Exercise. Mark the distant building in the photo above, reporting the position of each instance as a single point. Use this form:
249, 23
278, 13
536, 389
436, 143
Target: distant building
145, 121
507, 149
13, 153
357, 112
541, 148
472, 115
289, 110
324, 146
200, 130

__________

GOAL
Extract every line of the records above and reproduce each one word for word.

FULL RESPONSE
Exercise. Mark the distant building in the photo above, reporting the position of each instance as a single point. Use this form:
249, 23
278, 13
536, 389
436, 143
Target: distant building
145, 121
507, 149
13, 153
357, 112
541, 148
472, 115
289, 110
324, 146
200, 130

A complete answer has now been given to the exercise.